Render every line of the items below as a Markdown table with two columns, Row and Line, numbering each row and skipping blank lines. Leave the pictures out of your table.
____________
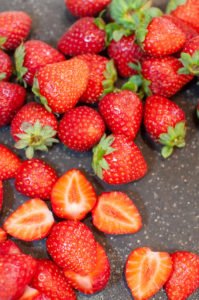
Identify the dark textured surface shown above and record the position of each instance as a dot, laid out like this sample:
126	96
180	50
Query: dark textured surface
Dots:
167	197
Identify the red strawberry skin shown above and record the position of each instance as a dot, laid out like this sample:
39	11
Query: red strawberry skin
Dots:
82	37
185	277
15	27
12	97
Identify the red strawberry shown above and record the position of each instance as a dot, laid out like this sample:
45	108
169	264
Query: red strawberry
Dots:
50	280
115	213
9	163
165	122
12	97
146	272
27	181
122	112
14	28
86	8
118	160
73	196
5	66
81	128
31	221
72	246
84	36
34	128
184	279
33	55
62	84
16	271
96	280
____________
**Solution below**
| Row | Line |
|---|---|
| 1 | Identify the dark textured surface shown above and record the position of each instance as a dot, laid out like this sample: |
| 2 | 126	96 |
| 3 | 180	50 |
| 4 | Query: dark textured surface |
| 5 | Dots: |
| 6 | 167	197 |
| 7 | Identify the red strawberry skin shown above and record the position of each instance as a dot, laid out like this sample: |
| 8 | 39	11 |
| 9 | Query: red strawberry skin |
| 10 | Dots: |
| 11 | 82	37 |
| 12 | 185	277 |
| 13 | 15	27 |
| 14 | 12	97 |
| 15 | Identify the red strawberry shown above and record the position of each instance as a dot, laid out like this sample: |
| 16 | 45	108 |
| 17 | 169	264 |
| 18 | Query: red strawberry |
| 19 | Dots: |
| 20 | 50	280 |
| 21 | 115	213 |
| 22 | 9	163 |
| 23 | 165	122 |
| 24 | 12	97 |
| 25 | 146	272 |
| 26 | 27	181 |
| 27 | 122	112 |
| 28 | 14	28 |
| 29 | 86	8 |
| 30 | 118	160 |
| 31 | 73	196 |
| 32 | 5	66 |
| 33 | 81	128 |
| 34 | 31	221 |
| 35 | 72	246 |
| 36 | 84	36 |
| 37 | 34	128 |
| 38 | 184	279 |
| 39 | 33	55 |
| 40 | 62	84 |
| 41 | 16	271 |
| 42 | 96	280 |